Where to look (in chain thrift stores like Vallue Village and Goodwill/Rennaissance)

Anywhere is the key word here, or okay, almost anywhere. Most of the time, you can avoid the electronics or underwear section without missing anything...
Yet, some relevant sections are sometimes overlooked. Never be lazy while thifting! You don't wanna miss a perfect opportunity!

For example, even if you avoid the underwear section (those are kind of unhygienic and I wouldn't reccomend them even if they've been "washed".), the lingerie and nightwear section is one of my favorite. It's a must for styles like Spank!, Cult Party and Fairy Kei. It's where you'll find all those sheer nighties and long pretty nightgowns, corsets, and if you're lucky, garters that are a must for layering in Cult Party. You'll also find cute pajama tops that can be remade in dresses or t-shirts.

 nighties from the lingerie/nightwear section


The men section is another pretty useful area that you'll forget but wait! It's awesome for baggy sweaters and really large t-shirts ( just don't think about the fact it might have been worn by a dirty obese man... and it will be okay...). I once found a huge old Adidas t-shirt and cut it into a tank top/dress!

baggy t-shirts from the men section


This part here isn't available for everyone, but if you're small and thin, never overlook the children section. I'm not saying the baby section, but in the racks for 8-14 years old, you'll find pretty big sized clothes that will fit (sometimes with little adjustments here and there). I've found all sorts of dreamy clothing there: vintage grimoire-looking dresses, old pastel sweaters and milklim worthy skirts~

vintage dresses from the children section
(they all fit me, some with small adjustments here and there)

_Data excerpt_
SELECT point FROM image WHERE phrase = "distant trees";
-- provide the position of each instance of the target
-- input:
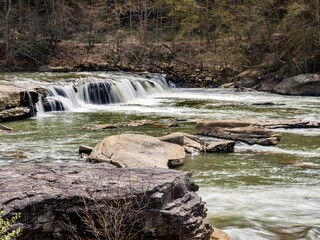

_Written request_
Copy the thrifting text word for word from "Where to look" to "dresses or t-shirts.".

_Result below_
Where to look (in chain thrift stores like Vallue Village and Goodwill/Rennaissance)

Anywhere is the key word here, or okay, almost anywhere. Most of the time, you can avoid the electronics or underwear section without missing anything...
Yet, some relevant sections are sometimes overlooked. Never be lazy while thifting! You don't wanna miss a perfect opportunity!

For example, even if you avoid the underwear section (those are kind of unhygienic and I wouldn't reccomend them even if they've been "washed".), the lingerie and nightwear section is one of my favorite. It's a must for styles like Spank!, Cult Party and Fairy Kei. It's where you'll find all those sheer nighties and long pretty nightgowns, corsets, and if you're lucky, garters that are a must for layering in Cult Party. You'll also find cute pajama tops that can be remade in dresses or t-shirts.